━━ ENTRIES PROVIDED ━━

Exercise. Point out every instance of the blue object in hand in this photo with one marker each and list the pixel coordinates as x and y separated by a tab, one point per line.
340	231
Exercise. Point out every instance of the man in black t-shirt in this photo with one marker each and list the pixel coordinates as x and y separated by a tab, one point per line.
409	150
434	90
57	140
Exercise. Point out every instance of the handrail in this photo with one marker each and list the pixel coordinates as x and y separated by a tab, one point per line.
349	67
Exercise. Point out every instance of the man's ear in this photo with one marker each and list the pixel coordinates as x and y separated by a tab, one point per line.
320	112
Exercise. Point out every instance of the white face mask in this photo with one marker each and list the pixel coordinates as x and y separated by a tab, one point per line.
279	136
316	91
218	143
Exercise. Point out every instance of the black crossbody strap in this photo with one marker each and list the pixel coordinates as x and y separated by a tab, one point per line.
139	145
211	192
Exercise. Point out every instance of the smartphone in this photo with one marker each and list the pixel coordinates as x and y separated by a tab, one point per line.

━━━

Please copy out every line of the rows above, requests included, but multiply each x and y pixel coordinate in the answers by 0.95 and round it to a whole number, with halves rounded up.

__RESPONSE FOR THIS EXERCISE__:
Exercise. Point out every instance of the blue object in hand in this photo with one marker each and list the pixel coordinates as x and y separated by a tab, one point per line.
323	219
Exercise. Point out every instance of the man in black t-shirt in this photo with one marker each and list the pixel coordinates as x and y separated by a tab, one point per line.
389	143
412	86
54	133
Exercise. Point out every instance of the handrail in this photo with one marker each and list the pixel coordinates as x and y separated by a tab, one point per line.
332	64
Exercise. Point out every instance of the man's ear in this photo with one marker each and list the pixel coordinates as x and y separated by a tab, one point per line.
304	106
Exercise. Point out every instance of the white face mask in this photo with one marker each and list the pixel coordinates as x and y separated by a tab, one point per line.
265	129
300	86
207	136
Exercise. Point out every instance of the black crossbody strap in this photo with one marker each and list the pixel coordinates as x and y separated by a tab, one point per line.
132	138
200	182
Exercise. Point out every instance of the smartphone in this photo with one marker each and list the pixel coordinates as x and y separated by a tab, one point per line.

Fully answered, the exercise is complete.